— begin PROVIDED PASSAGE —

The Red Sox were a disaster Tuesday night, but that's par for the course. More interesting (and encouraging) by far was the game Henry Owens had on the mound.

Jim McIsaac/Getty Images

The Red Sox lost to the Yankees tonight, 13-3. It's a complete disaster of a score. A hilarious beatdown that drives home the disparity between the two clubs this year and should be soul-crushing even in a year where all is lost and the only thing a win does is hurt draft position.

And yet, it doesn't seem so bad.

The reason for the positive attitude lies in the start from Henry Owens. Statistically speaking, it wasn't great. Three earned runs in five-plus innings is nothing to write home about. But man, if you needed to see how exactly Henry Owens would get major league hitters out, consider yourself informed.

Really, the first at bat of the game was a nice example. After running the count to two strikes with fastballs, Owens threw Jacoby a slider that might be described as devastating. Ellsbury went chasing, and was made to look foolish for his efforts, striking out on a pitch he had no chance against.

That the Yankees proceeded to put up a run on Owens in the first shouldn't really have diminished that at bat any. They scored on a couple ground balls that got through and a walk of Alex Rodriguez that was more out of caution than an inability to find the zone.

— end PROVIDED PASSAGE —
— begin LISTED ENTRIES —

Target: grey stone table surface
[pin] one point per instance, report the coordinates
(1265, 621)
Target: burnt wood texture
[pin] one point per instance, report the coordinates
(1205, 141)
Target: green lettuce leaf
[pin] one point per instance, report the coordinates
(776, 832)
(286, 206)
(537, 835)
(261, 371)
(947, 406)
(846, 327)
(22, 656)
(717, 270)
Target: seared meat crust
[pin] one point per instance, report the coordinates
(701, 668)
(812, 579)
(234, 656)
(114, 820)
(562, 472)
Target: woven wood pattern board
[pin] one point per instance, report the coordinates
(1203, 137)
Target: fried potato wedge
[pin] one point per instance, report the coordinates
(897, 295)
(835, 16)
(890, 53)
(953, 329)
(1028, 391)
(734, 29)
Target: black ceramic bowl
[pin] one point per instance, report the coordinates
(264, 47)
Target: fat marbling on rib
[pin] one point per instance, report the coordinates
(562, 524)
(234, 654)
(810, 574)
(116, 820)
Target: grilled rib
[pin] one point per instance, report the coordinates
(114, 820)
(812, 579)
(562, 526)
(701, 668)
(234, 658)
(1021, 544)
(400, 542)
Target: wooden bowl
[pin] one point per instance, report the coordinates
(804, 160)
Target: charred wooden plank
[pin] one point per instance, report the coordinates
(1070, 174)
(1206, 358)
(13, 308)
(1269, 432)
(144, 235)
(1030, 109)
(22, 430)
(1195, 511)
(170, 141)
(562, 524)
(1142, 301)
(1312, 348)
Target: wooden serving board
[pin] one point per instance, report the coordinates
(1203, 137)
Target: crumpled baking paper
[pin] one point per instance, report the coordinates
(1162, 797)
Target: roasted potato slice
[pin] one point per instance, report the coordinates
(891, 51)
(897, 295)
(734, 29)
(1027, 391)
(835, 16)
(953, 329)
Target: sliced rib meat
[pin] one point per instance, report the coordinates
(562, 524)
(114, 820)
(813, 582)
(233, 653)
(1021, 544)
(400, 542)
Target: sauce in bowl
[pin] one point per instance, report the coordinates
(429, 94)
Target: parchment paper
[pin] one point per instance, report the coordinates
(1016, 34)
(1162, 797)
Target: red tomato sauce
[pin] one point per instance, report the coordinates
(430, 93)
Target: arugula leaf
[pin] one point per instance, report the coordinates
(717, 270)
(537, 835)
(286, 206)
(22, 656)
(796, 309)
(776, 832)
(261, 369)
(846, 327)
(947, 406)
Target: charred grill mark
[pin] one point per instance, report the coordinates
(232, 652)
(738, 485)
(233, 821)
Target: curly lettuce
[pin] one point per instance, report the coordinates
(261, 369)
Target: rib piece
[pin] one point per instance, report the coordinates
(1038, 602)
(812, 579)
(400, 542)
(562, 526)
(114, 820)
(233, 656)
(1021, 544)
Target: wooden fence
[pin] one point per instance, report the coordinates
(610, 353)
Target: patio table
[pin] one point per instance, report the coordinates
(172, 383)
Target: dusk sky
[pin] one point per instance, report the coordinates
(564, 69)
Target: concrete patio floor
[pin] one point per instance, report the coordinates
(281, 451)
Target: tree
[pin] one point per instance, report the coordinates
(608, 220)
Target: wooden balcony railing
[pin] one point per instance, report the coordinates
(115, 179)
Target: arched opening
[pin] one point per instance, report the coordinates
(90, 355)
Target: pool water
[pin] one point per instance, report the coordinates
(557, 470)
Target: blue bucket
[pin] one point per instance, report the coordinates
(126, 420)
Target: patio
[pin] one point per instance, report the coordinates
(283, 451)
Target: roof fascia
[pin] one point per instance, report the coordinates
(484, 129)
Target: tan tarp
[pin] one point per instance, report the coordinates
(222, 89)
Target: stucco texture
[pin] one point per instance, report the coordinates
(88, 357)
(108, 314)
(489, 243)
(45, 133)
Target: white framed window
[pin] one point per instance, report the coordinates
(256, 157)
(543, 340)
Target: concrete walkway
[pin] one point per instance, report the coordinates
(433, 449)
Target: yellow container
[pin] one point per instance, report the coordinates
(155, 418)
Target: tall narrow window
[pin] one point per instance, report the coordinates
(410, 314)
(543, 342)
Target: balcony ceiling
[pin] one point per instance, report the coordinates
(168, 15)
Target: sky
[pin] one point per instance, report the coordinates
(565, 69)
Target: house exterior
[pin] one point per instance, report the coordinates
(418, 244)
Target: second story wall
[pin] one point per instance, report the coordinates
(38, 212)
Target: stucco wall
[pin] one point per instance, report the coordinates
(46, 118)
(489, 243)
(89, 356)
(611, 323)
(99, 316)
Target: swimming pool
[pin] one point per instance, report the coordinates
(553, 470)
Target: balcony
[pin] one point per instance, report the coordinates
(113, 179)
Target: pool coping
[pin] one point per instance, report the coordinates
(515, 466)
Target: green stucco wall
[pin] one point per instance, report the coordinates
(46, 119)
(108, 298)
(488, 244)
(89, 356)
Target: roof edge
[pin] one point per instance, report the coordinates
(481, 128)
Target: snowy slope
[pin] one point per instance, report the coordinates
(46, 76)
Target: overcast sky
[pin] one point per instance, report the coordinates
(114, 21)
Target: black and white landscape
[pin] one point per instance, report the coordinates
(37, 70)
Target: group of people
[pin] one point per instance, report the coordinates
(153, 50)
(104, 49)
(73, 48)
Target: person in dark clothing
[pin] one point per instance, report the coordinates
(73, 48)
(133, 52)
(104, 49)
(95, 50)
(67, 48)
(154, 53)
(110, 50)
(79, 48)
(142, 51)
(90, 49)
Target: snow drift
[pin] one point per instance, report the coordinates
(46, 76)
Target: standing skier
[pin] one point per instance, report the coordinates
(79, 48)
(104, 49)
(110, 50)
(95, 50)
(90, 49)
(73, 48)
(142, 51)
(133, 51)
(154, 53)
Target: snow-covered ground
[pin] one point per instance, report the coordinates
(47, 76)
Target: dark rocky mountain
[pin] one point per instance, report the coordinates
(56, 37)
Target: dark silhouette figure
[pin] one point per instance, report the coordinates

— end LISTED ENTRIES —

→ **WRITTEN PROBLEM A**: Could you rewrite the stretch of the Red Sox recap from "Jim McIsaac/Getty Images" through "hurt draft position.", putting "thrashing" in place of "beatdown"?
→ **WRITTEN PROBLEM B**:
Do the following statements agree with the Red Sox recap? For each, answer yes or no and quote the words that decide it.
(i) The Yankees beat the Red Sox 13-3.
(ii) Owens gave up four earned runs.
(iii) Ellsbury struck out on a slider in the first at bat of the game.
→ **WRITTEN PROBLEM C**: Can you take the Red Sox recap further, picking up after its final sentence?

→ **EXPECTED ANSWER A**:
Jim McIsaac/Getty Images

The Red Sox lost to the Yankees tonight, 13-3. It's a complete disaster of a score. A hilarious thrashing that drives home the disparity between the two clubs this year and should be soul-crushing even in a year where all is lost and the only thing a win does is hurt draft position.

→ **EXPECTED ANSWER B**:
(i) Yes: "The Red Sox lost to the Yankees tonight, 13-3."
(ii) No: "Three earned runs in five-plus innings is nothing to write home about."
(iii) Yes: "Owens threw Jacoby a slider that might be described as devastating. Ellsbury went chasing, and was made to look foolish for his efforts, striking out on a pitch he had no chance against."

→ **EXPECTED ANSWER C**:
Owens did not crumble when faced with adversity, however. Instead, he kind of went nuts. After yet another ground ball found its way through for a leadoff hit in the single, Owens proceeded to retire the next 12 straight batters he faced. He was clearly a pitcher making his debut. There were a lot of those balls sailing high, not unlike what we saw from Brian Johnson in his debut. The classic mark of a pitcher running high on adrenaline in a big game.

But what he lacked in control he made up for in sheer stuff. Owens was throwing all four of his pitches, and left the Yankees guessing. Lefties, especially, seemed completely incapable of picking up on Owens and his offerings, producing more swings like Ellsbury's in the first. It was a nasty display from the young lefty, and left New York with just those four early baserunners through the end of the fifth, with Owens even managing to corral a high pitch count.

In the end, it wasn't even a bad pitch that proved his undoing. After giving up a leadoff single to Chris Young in the sixth to break the streak of 12 straight retired, Owens buried a 2-2 changeup down and out of the zone to Alex Rodriguez. Rodriguez swung at what seemed like a clear ball, but as it happens, he's quite the capable hitter, and sometimes good hitters will crush good pitches. Rodriguez came up just shy of a homer to left-center field, ending Owens' night with two men in scoring position and no outs in the sixth.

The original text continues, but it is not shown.